» Written task
Continue the "June Heptad" post about the solstice season, shown below, picking up right after its last line.

Archive for the ‘seven’ Tag

June Heptad

ONE

Solstice season, say the wights and spirits. Not just one day.

Ozoliņi, ozoliņi, sings the Latvian ensemble below. “Oaks, oaks …” A fine summer song, celebrating Jāņi, the Latvian summer solstice, June 23 and 24, and the strength of the oak.

TWO

I weave the cincture of protection, sings Caitlin Matthews in her Celtic Devotional for Wednesdays in the Summer, and for Winter Wednesdays, this:

I kindle my soul at the hearth-fires of Winter,
warmth of welcome,
warmth of working,
warmth of nurture,
be upon my lips, my hands, my being,
this Winter’s day,
till Winter’s night.

» Data excerpts
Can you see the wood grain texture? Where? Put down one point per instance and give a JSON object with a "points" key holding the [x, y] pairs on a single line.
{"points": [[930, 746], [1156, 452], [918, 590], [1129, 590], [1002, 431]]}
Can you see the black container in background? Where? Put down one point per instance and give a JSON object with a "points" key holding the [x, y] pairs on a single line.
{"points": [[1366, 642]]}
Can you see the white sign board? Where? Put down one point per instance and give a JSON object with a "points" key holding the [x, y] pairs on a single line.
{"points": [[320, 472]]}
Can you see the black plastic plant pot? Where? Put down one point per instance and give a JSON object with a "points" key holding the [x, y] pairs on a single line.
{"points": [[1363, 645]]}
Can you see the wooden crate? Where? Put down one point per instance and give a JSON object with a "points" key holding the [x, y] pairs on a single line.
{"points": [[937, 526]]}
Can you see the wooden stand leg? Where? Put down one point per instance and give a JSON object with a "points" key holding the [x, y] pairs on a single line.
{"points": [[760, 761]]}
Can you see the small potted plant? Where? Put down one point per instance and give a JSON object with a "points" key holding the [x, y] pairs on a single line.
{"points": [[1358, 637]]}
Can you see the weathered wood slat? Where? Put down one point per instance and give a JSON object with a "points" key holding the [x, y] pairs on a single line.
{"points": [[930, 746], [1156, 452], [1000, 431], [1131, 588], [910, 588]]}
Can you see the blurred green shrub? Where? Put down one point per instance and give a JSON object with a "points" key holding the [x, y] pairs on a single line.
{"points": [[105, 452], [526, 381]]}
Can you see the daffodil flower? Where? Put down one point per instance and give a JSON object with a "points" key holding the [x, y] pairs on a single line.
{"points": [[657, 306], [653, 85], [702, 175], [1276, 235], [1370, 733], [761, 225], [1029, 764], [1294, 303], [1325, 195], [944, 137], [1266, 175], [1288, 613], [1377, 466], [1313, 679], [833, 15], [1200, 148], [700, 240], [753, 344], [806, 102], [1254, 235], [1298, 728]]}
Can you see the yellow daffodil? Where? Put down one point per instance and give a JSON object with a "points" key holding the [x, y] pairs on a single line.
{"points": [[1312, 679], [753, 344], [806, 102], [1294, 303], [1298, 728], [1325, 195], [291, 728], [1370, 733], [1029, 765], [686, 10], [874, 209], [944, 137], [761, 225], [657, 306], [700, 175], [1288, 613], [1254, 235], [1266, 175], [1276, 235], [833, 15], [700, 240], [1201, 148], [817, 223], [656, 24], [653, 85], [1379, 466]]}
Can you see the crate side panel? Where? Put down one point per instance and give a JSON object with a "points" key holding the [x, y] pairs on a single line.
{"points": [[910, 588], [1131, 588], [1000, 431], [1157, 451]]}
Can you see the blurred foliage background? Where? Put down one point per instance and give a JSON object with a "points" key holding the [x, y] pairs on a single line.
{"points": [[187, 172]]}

» Final result
THREE

As distributors and sharers of the holy energies of the world, we forget to bless and offer them daily. I know I do. Just the recollection, the recall to do this, can become an essential part of a spiritual practice. Bless this day and those I serve, goes one succinct version. A helpful mantra in the middle of a tense situation, or one where I’m tired, stressed, irritable, and otherwise my tendency might be to snap, be short with another person. Instead — and how many “insteads” I find I need! — this recollection-habit can turn me at my less-than-best into a spiritual vehicle and an opportunity for blessing to happen. A space opens that wasn’t there before.

FOUR

WordPress obliges its bloggers with statistics and charts. Here’s one overview of the 9-year life of this blog as of this morning.

stats6-20

With 540 followers, and over 6000 visitors so far this year, I assume many find value in this blog. But how many of you have taken a few minutes to say it matters to you, in response to my recent request? Three. A lovely triad of supporters. But are there more of you?

This is, after all, a version of the ancient ritual wording whose Latin version runs like this: do ut des; da ut dem. “I give, so that you may give. Give, so that I will give (again)”. And so the exchange we agree to establish can continue.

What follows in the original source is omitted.